» Aim of the task:
What is needed is a faithful transcription of all the data below, pictures excluded.

» Extracted entries:
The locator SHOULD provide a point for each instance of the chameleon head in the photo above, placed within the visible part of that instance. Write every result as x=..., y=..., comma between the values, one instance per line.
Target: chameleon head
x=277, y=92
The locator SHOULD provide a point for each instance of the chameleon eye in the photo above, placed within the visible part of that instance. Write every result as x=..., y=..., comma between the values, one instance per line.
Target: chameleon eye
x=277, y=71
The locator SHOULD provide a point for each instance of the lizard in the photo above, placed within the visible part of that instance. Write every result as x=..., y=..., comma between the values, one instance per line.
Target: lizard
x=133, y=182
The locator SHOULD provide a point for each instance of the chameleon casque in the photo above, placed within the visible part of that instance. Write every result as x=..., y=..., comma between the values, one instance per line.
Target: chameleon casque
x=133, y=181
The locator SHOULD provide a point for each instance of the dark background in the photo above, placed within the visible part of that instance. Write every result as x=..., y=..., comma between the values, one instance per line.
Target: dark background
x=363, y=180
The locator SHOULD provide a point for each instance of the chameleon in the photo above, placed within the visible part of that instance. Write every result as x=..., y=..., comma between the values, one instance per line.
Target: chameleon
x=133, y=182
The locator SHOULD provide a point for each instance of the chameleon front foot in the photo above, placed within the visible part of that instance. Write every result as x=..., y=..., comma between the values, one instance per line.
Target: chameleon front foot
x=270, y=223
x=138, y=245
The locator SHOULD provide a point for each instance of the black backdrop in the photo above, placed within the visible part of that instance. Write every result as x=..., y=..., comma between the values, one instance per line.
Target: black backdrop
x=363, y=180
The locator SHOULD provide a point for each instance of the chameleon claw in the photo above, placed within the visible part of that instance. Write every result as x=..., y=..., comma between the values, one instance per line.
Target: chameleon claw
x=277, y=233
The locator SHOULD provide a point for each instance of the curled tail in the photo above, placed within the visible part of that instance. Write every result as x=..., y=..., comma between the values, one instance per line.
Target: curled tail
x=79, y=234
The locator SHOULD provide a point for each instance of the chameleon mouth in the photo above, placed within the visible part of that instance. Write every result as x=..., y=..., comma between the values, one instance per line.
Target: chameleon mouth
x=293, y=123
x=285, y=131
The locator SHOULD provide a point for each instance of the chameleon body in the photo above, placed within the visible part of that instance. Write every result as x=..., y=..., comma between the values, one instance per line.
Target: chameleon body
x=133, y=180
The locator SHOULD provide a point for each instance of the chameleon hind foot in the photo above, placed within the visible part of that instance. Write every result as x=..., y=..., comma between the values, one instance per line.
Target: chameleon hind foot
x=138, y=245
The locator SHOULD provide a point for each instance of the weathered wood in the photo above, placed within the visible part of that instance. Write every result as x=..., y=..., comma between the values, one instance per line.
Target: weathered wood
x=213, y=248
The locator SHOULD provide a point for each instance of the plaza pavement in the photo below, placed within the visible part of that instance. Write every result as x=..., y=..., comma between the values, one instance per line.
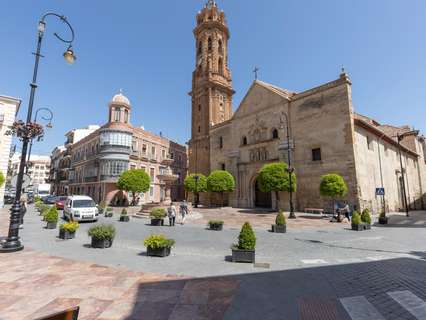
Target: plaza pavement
x=309, y=273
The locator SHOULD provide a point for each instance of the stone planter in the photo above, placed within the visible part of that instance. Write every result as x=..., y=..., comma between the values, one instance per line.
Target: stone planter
x=66, y=235
x=246, y=256
x=124, y=218
x=157, y=222
x=216, y=227
x=51, y=225
x=158, y=252
x=279, y=229
x=101, y=243
x=383, y=220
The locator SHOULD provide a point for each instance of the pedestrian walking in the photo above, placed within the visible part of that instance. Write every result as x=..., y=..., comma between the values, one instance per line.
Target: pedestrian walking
x=171, y=212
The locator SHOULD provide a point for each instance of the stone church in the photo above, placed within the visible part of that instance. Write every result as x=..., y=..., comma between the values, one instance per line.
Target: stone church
x=326, y=135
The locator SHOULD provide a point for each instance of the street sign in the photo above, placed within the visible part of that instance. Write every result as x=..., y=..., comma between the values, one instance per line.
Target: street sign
x=380, y=191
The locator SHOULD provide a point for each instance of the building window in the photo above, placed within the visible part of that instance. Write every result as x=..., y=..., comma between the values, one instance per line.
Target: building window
x=370, y=143
x=316, y=154
x=244, y=142
x=275, y=134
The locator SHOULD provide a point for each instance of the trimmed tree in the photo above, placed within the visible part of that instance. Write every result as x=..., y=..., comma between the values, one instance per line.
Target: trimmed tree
x=194, y=186
x=334, y=186
x=220, y=181
x=134, y=181
x=274, y=177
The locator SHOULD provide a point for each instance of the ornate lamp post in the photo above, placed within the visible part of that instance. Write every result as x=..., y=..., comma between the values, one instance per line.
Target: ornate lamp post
x=29, y=130
x=290, y=170
x=197, y=199
x=404, y=193
x=48, y=125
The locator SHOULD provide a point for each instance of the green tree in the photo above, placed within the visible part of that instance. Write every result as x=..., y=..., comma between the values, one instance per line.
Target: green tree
x=274, y=177
x=334, y=186
x=134, y=181
x=194, y=186
x=220, y=181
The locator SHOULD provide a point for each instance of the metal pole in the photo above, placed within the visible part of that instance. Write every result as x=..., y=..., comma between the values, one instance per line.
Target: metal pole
x=402, y=177
x=381, y=175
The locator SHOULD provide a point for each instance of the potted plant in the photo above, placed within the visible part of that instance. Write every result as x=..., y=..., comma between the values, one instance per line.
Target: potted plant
x=124, y=216
x=67, y=230
x=366, y=219
x=101, y=207
x=158, y=245
x=216, y=225
x=383, y=219
x=51, y=218
x=157, y=216
x=357, y=224
x=244, y=251
x=109, y=213
x=280, y=225
x=102, y=235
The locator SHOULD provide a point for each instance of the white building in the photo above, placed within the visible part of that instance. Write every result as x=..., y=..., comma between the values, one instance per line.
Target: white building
x=39, y=168
x=9, y=107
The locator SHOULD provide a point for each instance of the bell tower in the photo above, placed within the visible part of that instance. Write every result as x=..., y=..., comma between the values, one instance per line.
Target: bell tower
x=211, y=84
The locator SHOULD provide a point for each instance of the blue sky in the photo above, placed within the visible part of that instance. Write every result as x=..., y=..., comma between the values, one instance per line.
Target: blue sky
x=147, y=48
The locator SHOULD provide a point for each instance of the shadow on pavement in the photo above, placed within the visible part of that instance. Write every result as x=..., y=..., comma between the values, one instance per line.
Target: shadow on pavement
x=307, y=294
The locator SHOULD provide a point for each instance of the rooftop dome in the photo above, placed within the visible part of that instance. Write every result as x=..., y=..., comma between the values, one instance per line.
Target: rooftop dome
x=120, y=99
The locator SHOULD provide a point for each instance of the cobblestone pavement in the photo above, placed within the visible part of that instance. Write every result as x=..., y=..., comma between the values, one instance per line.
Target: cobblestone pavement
x=307, y=274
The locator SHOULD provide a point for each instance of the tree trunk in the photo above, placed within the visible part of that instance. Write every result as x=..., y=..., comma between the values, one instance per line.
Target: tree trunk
x=277, y=199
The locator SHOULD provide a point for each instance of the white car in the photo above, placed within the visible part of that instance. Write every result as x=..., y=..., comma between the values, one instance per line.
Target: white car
x=80, y=208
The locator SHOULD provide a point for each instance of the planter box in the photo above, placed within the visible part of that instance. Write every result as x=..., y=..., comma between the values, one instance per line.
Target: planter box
x=383, y=220
x=157, y=222
x=66, y=235
x=361, y=227
x=247, y=256
x=160, y=252
x=216, y=227
x=101, y=243
x=124, y=218
x=51, y=225
x=279, y=229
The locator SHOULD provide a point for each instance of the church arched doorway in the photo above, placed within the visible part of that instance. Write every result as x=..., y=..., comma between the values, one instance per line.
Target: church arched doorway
x=261, y=199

» Written solution:
The locator SHOULD provide a point for each instance of the chameleon head in the photo above, placed within the visible part of that instance. Write every result as x=..., y=..., comma between the values, one instance per line.
Target: chameleon head
x=277, y=92
The locator SHOULD provide a point for each instance of the chameleon eye in the photo above, placed within the visible part of that instance. Write every result as x=..., y=..., comma between the values, one instance per line.
Target: chameleon eye
x=277, y=71
The locator SHOULD provide a point for each instance of the lizard in the photo above, placed within the visible part of that instance. Write every result as x=..., y=..., comma between the values, one instance per line.
Target: lizard
x=133, y=182
The locator SHOULD provide a point for each instance of the chameleon casque in the photo above, placed within the visible part of that instance. Write every result as x=..., y=..., comma between the values, one instance per line.
Target: chameleon casque
x=133, y=181
The locator SHOULD provide a point for each instance of the dark background in the photo above, placed within the visible part of that instance. Write every result as x=..., y=..., comma between the values, one instance per line.
Target: dark background
x=363, y=180
The locator SHOULD provide a point for each instance of the chameleon in the photo above, placed within the visible part of that instance. Write every result as x=..., y=..., comma between the values, one instance per line.
Target: chameleon
x=133, y=182
The locator SHOULD provide a point for each instance of the chameleon front foot in the photo above, placed within the visible part of that instance. Write every result as x=..., y=..., comma between the values, one instance per line.
Target: chameleon front foot
x=270, y=223
x=138, y=245
The locator SHOULD provide a point for each instance of the black backdrop in the photo above, placed within the visible part of that instance. Write every result as x=..., y=..., comma between the values, one instance per line.
Target: black backdrop
x=363, y=180
The locator SHOULD provide a point for each instance of the chameleon claw in the photo above, placed within the visible part of that instance. Write every result as x=..., y=..., comma between the values, one instance per line.
Target: chameleon claw
x=277, y=233
The locator SHOULD provide a point for each instance of the curled tail in the photo above, placed within the visible part of that instance. Write every result as x=..., y=..., comma between the values, one instance per line.
Target: curled tail
x=79, y=234
The locator SHOULD provide a point for each instance of the chameleon mouth in the photo above, placed within the visible part of that instance. Write every result as x=..., y=..., comma between the values, one instance per line.
Target: chameleon mouth
x=293, y=123
x=285, y=131
The locator SHOULD provide a point for each instance of the chameleon body in the photo above, placed within the visible part of that instance. Write every result as x=..., y=..., comma between the values, one instance per line.
Target: chameleon body
x=133, y=180
The locator SHOULD provide a point for each instance of the chameleon hind foot in the photo above, placed within the visible part of that instance. Write every result as x=..., y=..., comma between the values, one instance per line.
Target: chameleon hind foot
x=138, y=245
The locator SHOULD provide a point for each instance of the weathered wood in the photo above, placed within the visible part of that instance. Write every result as x=..., y=..., comma between the values, one instance per line.
Target: weathered wood
x=213, y=248
The locator SHOULD provide a point for each instance of the plaza pavement in the photo below, placed within the visible part of that instance. Write every result as x=..., y=..., comma between the values, one instance per line.
Target: plaza pavement
x=309, y=273
The locator SHOULD provide a point for each instance of the stone planter in the photo above, placed within the visible part of that instance. Write every result as x=..., y=..., comma between the values, one instance per line.
Target: stone planter
x=66, y=235
x=246, y=256
x=124, y=218
x=157, y=222
x=216, y=227
x=51, y=225
x=158, y=252
x=279, y=229
x=101, y=243
x=383, y=220
The locator SHOULD provide a point for each instance of the pedestrian walking in the photo above, placed within the visible part of that instance. Write every result as x=..., y=..., comma between the values, one instance per line.
Target: pedestrian walking
x=171, y=212
The locator SHOULD provide a point for each instance of the stone church in the photo above, placed within the visible part of that instance. Write every result as x=..., y=..., comma between the values, one instance per line.
Target: stone church
x=326, y=135
The locator SHOULD provide a point for each instance of the street sign in the photo above, placed within the visible part of that instance. Write every result as x=..., y=..., comma between the values, one instance per line.
Target: street sign
x=380, y=191
The locator SHOULD provide a point for each instance of the building window in the photo above, placed within the visible part of that instance. Write every result as x=..., y=..., comma between the values, one instance per line.
Target: building window
x=370, y=143
x=316, y=154
x=244, y=142
x=275, y=134
The locator SHOULD provide a point for each instance of the trimmed tree in the photo above, placed within the visible part of that instance. Write every result as x=..., y=..., comma between the values, one instance per line.
Target: trimmed tree
x=194, y=186
x=334, y=186
x=220, y=181
x=134, y=181
x=274, y=177
The locator SHOULD provide a point for each instance of the ornate lamp post in the photo above, placed within the visible part of that instance. Write every result as x=..., y=..., comma between the values, one instance per line.
Target: ornate lamp post
x=29, y=130
x=290, y=170
x=197, y=199
x=404, y=193
x=48, y=125
The locator SHOULD provide a point for each instance of the green tree in the photo above, placed within the visible part of that instance. Write every result as x=..., y=..., comma between the values, one instance per line.
Target: green tree
x=274, y=177
x=334, y=186
x=134, y=181
x=194, y=186
x=220, y=181
The locator SHOULD provide a point for each instance of the metal pole in the photo above, placed within the visible part of that instance. Write every result as x=..., y=..., comma between the values, one instance per line.
Target: metal pole
x=402, y=177
x=381, y=175
The locator SHOULD provide a point for each instance of the potted plant in the photo above, placed within the visible part of that instance. Write every result as x=..., y=..., comma between the values, one instance per line.
Target: potted plant
x=124, y=216
x=67, y=230
x=366, y=219
x=101, y=207
x=158, y=245
x=216, y=225
x=383, y=219
x=51, y=218
x=157, y=216
x=357, y=224
x=244, y=251
x=109, y=213
x=280, y=225
x=102, y=235
The locator SHOULD provide a point for each instance of the white building in the photo above, placed within the visible part of that instance. Write every result as x=..., y=..., comma between the values, one instance per line.
Target: white building
x=39, y=168
x=9, y=107
The locator SHOULD provide a point for each instance of the bell tower in the photo above, placed within the visible part of that instance. Write every result as x=..., y=..., comma between the values, one instance per line.
Target: bell tower
x=211, y=84
The locator SHOULD provide a point for each instance of the blue sky in the photo above, placed within the visible part of that instance. Write every result as x=..., y=..., comma between the values, one instance per line.
Target: blue sky
x=147, y=48
The locator SHOULD provide a point for each instance of the shadow on pavement in the photo above, placed within the visible part of that instance. Write every result as x=..., y=..., comma between the values, one instance per line.
Target: shadow on pavement
x=307, y=294
The locator SHOULD provide a point for each instance of the rooftop dome in the photo above, placed within the visible part of that instance. Write every result as x=..., y=..., comma between the values, one instance per line.
Target: rooftop dome
x=120, y=99
The locator SHOULD provide a point for each instance of the cobblestone pavement in the photo above, placed within the visible part of that instance. Write every result as x=..., y=..., comma between the values, one instance per line.
Target: cobblestone pavement
x=307, y=274
The locator SHOULD provide a point for each instance of the tree trunk in the photo above, placed within the visible part of that instance. Write every result as x=..., y=..., comma between the values, one instance per line.
Target: tree trunk
x=277, y=199
The locator SHOULD provide a point for each instance of the white car in the photo above, placed within the visible part of that instance. Write every result as x=..., y=..., comma between the values, one instance per line.
Target: white car
x=80, y=208
The locator SHOULD provide a point for each instance of the planter box in the photo above, placed within the visible part of that instance. Write every result as x=..., y=..., comma between the values, one instance per line.
Target: planter box
x=383, y=220
x=157, y=222
x=66, y=235
x=361, y=227
x=247, y=256
x=160, y=252
x=216, y=227
x=101, y=243
x=124, y=218
x=51, y=225
x=279, y=229
The locator SHOULD provide a point for each instance of the church arched doorway in the photo above, placed within the visible part of that instance. Write every result as x=..., y=..., comma between the values, one instance per line.
Target: church arched doorway
x=261, y=199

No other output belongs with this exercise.